◆ **DATASET EXTRACT**
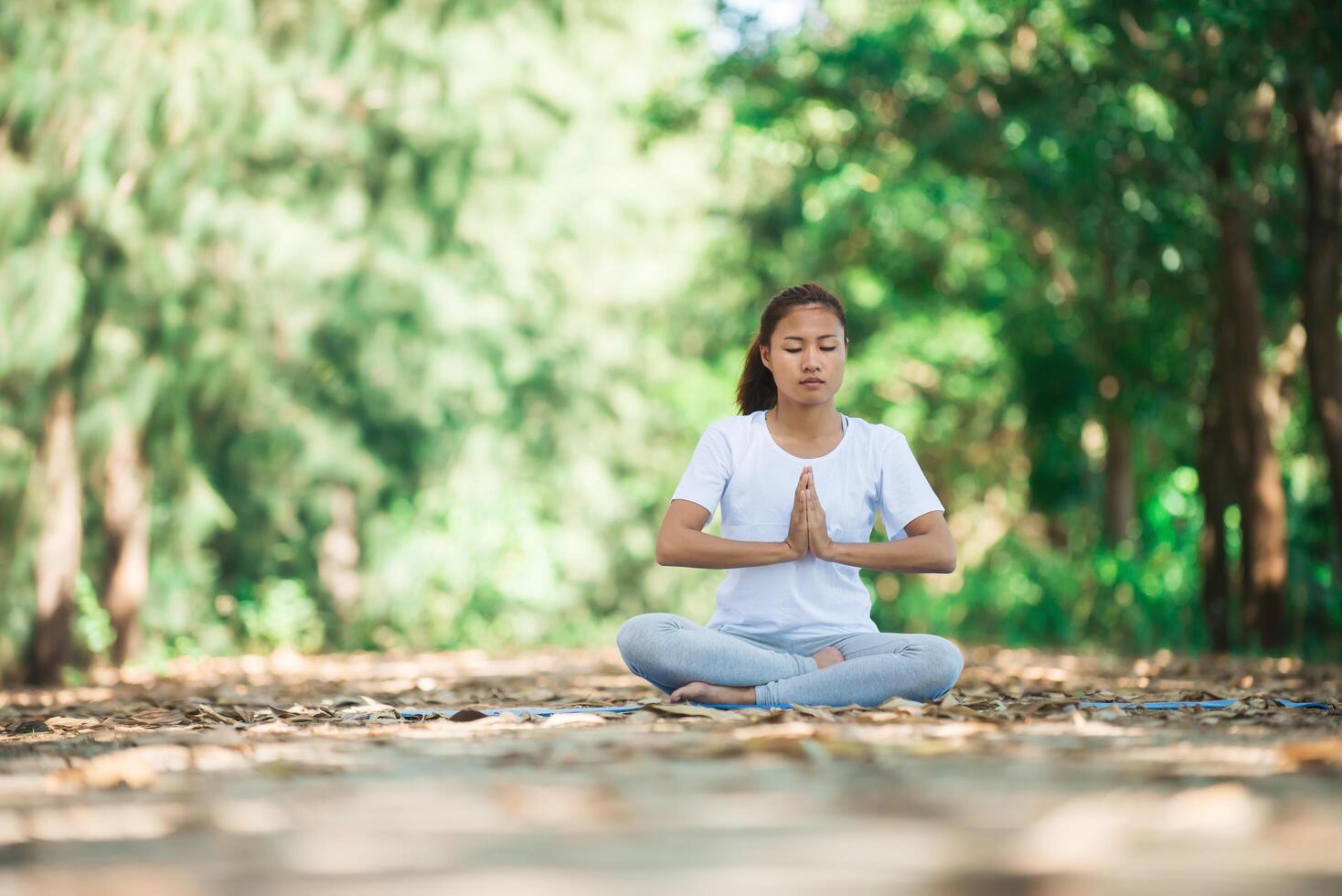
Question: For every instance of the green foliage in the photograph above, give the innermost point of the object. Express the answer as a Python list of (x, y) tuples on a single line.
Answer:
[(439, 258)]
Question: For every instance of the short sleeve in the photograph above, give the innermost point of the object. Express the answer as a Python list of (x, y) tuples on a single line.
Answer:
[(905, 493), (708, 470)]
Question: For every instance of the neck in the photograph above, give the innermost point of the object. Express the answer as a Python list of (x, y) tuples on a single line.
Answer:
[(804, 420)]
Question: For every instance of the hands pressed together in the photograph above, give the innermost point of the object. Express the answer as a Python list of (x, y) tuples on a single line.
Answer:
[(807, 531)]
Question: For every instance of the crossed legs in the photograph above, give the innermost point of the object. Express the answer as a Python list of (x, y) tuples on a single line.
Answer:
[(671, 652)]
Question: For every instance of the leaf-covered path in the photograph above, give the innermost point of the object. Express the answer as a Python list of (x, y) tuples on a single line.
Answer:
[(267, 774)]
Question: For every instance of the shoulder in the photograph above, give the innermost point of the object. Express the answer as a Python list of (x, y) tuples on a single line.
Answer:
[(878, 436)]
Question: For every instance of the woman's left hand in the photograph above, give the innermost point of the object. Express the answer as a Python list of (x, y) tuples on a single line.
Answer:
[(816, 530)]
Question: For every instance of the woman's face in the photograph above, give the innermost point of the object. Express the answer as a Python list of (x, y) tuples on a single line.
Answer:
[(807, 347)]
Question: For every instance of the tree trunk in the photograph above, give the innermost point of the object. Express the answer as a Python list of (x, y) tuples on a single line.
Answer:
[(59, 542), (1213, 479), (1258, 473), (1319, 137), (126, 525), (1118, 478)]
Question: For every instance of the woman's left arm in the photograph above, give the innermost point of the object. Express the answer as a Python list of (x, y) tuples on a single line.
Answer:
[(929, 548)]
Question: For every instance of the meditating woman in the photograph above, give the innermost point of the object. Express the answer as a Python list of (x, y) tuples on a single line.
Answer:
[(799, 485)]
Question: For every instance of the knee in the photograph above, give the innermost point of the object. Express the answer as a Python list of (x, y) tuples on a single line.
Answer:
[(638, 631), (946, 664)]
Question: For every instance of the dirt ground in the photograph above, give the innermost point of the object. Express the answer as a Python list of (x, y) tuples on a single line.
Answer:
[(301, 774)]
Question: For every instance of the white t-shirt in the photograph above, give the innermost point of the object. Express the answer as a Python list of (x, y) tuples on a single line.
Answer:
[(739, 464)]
--
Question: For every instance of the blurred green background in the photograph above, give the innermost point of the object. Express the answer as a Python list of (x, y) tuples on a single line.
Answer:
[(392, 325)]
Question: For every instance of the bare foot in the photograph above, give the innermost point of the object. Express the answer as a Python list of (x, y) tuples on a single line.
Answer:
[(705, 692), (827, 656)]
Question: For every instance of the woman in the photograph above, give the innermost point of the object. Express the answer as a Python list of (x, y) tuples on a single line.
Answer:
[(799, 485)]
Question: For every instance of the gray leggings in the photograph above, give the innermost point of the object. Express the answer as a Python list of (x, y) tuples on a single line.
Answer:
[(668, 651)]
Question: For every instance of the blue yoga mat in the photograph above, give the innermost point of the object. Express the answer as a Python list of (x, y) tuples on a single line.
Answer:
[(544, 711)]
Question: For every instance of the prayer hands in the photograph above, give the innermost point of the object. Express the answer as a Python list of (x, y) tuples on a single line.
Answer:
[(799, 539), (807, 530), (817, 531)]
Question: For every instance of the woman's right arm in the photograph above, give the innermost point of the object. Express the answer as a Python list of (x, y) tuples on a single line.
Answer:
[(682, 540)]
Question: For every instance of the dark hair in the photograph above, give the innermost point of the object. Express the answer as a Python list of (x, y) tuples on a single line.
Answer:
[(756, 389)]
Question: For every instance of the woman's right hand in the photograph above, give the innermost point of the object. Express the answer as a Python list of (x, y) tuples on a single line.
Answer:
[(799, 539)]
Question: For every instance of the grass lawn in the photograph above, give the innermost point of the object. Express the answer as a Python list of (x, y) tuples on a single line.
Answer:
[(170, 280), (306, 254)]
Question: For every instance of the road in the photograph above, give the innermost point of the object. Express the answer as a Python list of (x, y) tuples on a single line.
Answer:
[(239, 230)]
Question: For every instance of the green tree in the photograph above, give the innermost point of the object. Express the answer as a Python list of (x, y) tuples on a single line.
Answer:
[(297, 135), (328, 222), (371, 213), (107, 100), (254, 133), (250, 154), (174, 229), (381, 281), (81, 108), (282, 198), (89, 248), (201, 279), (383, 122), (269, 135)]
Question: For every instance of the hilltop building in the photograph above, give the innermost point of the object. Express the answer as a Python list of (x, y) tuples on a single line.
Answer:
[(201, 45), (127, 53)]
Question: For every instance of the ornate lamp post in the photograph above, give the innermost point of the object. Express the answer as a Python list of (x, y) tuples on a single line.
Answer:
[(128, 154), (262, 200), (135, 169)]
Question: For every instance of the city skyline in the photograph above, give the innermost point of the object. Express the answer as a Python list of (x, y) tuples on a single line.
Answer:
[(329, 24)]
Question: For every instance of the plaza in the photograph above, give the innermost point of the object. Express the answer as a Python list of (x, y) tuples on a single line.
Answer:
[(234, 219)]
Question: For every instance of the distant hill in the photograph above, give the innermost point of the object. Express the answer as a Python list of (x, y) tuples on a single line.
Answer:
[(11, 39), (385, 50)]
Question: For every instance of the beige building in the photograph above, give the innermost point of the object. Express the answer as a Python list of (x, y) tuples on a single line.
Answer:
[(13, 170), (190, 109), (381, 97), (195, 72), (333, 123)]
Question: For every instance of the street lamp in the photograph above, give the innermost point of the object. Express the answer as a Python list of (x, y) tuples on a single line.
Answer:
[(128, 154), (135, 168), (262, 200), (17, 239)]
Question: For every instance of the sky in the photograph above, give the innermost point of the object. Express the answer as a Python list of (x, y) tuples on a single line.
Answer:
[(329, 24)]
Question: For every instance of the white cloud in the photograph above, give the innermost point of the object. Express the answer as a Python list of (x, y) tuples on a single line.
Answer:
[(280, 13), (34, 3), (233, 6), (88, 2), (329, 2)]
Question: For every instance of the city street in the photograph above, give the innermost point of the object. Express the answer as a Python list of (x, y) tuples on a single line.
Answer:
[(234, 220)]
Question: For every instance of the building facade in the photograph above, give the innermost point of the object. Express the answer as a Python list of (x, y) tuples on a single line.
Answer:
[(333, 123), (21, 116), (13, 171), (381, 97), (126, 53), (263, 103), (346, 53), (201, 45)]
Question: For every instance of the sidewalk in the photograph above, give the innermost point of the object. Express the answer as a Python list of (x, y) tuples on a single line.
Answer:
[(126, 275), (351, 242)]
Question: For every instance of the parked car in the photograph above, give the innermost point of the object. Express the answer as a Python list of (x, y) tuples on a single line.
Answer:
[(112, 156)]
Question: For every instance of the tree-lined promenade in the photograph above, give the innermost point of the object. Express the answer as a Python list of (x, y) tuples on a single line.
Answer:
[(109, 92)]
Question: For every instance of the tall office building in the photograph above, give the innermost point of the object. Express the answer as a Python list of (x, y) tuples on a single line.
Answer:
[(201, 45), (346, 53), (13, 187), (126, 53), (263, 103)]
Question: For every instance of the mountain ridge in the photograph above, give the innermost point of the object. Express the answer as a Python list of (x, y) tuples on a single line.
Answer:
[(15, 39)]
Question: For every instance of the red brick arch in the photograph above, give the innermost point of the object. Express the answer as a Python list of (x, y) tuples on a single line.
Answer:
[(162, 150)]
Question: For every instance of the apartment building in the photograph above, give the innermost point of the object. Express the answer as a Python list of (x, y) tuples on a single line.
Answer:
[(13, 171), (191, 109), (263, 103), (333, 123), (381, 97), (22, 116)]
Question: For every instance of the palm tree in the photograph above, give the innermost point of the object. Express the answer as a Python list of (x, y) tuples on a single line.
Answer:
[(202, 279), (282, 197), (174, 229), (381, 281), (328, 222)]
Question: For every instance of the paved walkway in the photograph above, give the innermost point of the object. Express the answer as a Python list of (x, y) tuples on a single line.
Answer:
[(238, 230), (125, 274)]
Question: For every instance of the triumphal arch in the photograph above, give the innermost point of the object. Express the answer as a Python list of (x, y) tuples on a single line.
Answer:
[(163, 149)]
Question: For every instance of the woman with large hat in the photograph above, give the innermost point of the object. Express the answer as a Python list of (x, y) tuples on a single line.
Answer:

◆ **TASK PROMPT**
Copy out, word for word, the rows from the line with "Question: For every instance of the woman's left arm" up to and including the line with "[(301, 774)]".

◆ **FINISHED ANSWER**
Question: For every instance of the woman's left arm in the photograph above, give the innermost point of the object. Express the answer as a Python list of (x, y) tuples on a single line.
Answer:
[(929, 548)]
Question: For every instance of the meditating woman in the photograph above, give the innermost point of the object. Express the answer as a Python list of (x, y) tuples on a single line.
Answer:
[(799, 485)]
Question: For every instance of the knee in the photograph above, give the innermost point of the object. Express the answer as a Python list of (x, y) tuples on a single line.
Answer:
[(638, 631), (946, 664)]
Question: For every instance of the dirt ground in the photograph above, give the innermost point of the object. Express the answer as a Python list of (x, y) tuples on a single line.
Answer:
[(301, 774)]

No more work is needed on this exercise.